Carte blanche

Politique : quand oserons-nous parler d’institutionnel? (carte blanche)

Le déni ne peut conduire qu’à la déconvenue. Encore plus en politique où la déconvenue se transforme rapidement en mécontentement, sinon en dégoût pouvant être de nature à tout emporter sur son passage, en l’occurrence notre démocratie.

La lucidité est donc de rigueur, ce qui implique un constat : notre système institutionnel est inadapté, en témoigne l’oxymore de la crise politique devenue permanente (ou quasi) depuis plus d’une décennie.

Depuis 2010 (voir 2007), aucun gouvernement majoritaire n’a pu tenir pendant la durée totale d’une législature.

En 2010, le Premier ministre de l’époque, Monsieur Yves Leterme, était contraint de présenter sa démission au Roi, à la suite d’une crise politique qui s’était cristallisée sur le dossier relatif à l’arrondissement de Bruxelles-Hal-Vilvorde.

Cette démission a entrainé l’organisation d’élections législatives anticipées à la suite desquelles la crise politique s’est poursuivie pendant plus de cinq cents jours durant lesquels il a été impossible de former un gouvernement majoritaire.

Pour débloquer la situation, il a fallu passer par une sixième réforme de l’Etat, laquelle, plutôt que de soigner le système institutionnel en le rendant plus efficace et plus viable l’a rendu encore plus complexe et inopérant.

S’il s’agissait-là du prix à payer pour répondre démocratiquement à la crise politique belge (à l’instar de l’ensemble des réformes institutionnelles), cette dernière réforme a contribué à rendre la gestion de la « res publica » encore plus compliquée.

§ Données fournies:
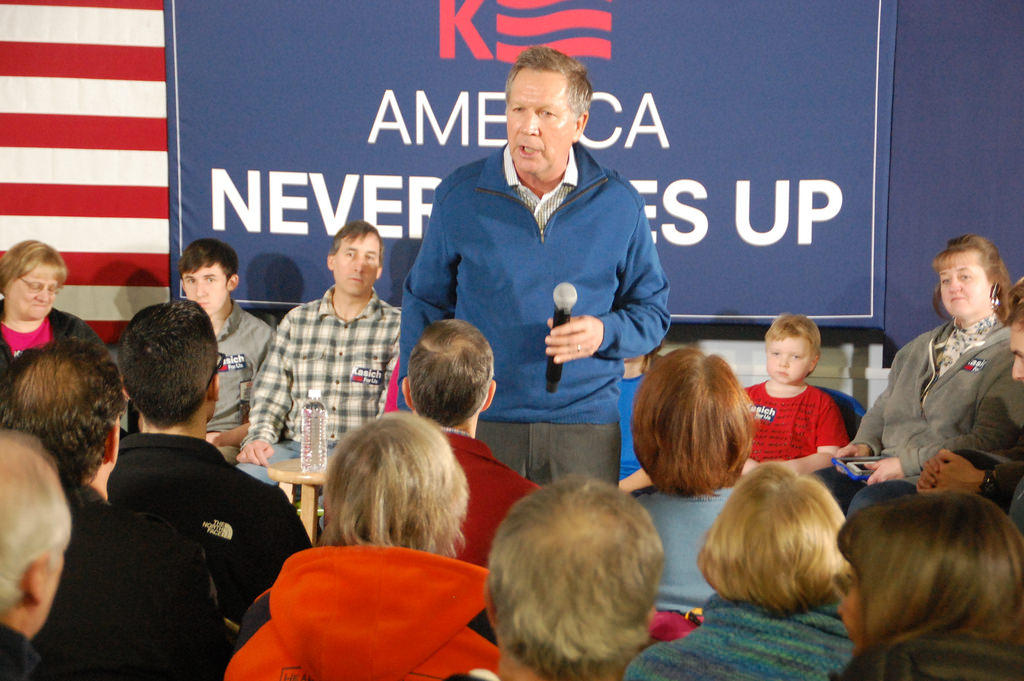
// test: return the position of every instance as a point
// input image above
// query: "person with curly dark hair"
(135, 599)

§ Consigne:
Poursuivez l'article sur la crise institutionnelle belge à partir du point où il s'arrête. Ce matériel n'a aucun rapport avec l'article.

§ Réponse:
En 2014, à la suite de nouvelles élections législatives, un gouvernement déséquilibré car minoritaire du côté francophone a vu le jour : le Gouvernement Michel Ier. Or, crise oblige, ce gouvernement tombait avant la fin de la législature, soit le 19 décembre 2018, après que la NVA (alors alliée au MR) ait décidé de quitter la coalition gouvernementale après avoir mené une campagne xénophobe contre la signature du pacte mondial sur les migrations, dit « pacte de Marrakech ».

Depuis lors, la Belgique n’a plus de gouvernement majoritaire.

Depuis lors se sont tenues les élections législatives du 30 mai 2019 sans que leur résultat n’ait pu modifier cet état de fait.

Depuis lors, il a été principalement question de mariage forcé (et ridicule) entre la NVA et le PS, soit entre deux partis que manifestement tout oppose.

Depuis lors, il a été principalement question de former un gouvernement sans le PS mais avec la NVA ou avec le PS mais sans la NVA, sans que la moindre avancée ne puisse être actée dans une des nombreuses notes rédigées par les chargés de mission royale.

Depuis lors, il est question de former un gouvernement minoritaire qui trouverait un soutien depuis les bancs de l’opposition en fonction des affinités pouvant être suscitées sur l’un ou l’autre sujet abordé.

Cette dernière proposition de formation d’un gouvernement minoritaire ne constitue en rien une solution, ni même un pis-aller.

Lors des élections, une partie de la population (celle qui est en âge de et qui se voit reconnaitre le droit de) exprime par un vote son opinion quant à la politique qu’elle voudrait voir mettre en oeuvre durant la nouvelle législature.

Cette politique ne peut se concrétiser que moyennant l’adoption de textes législatifs qui doivent être adoptés principalement, voire exclusivement, par la Chambre des Représentants.

Telle est la raison pour laquelle un gouvernement doit pouvoir reposer sur une majorité de députés, soit septante-six sur cent cinquante.

Arriver jusqu’à proposer d’instituer un gouvernement minoritaire qui, par essence, serait incapable de mener un programme politique cohérent ne peut que nous faire prendre conscience de l’épuisement total de notre démocratie.

Soyons lucides. Déjà, en 2018, Charles Michel proposait la formation d’un gouvernement minoritaire avec « majorité à la carte » à la suite du départ de la NVA.

Or, cette ultime tentative a été rejetée presque unanimement par les partis qui se trouvaient alors dans l’opposition.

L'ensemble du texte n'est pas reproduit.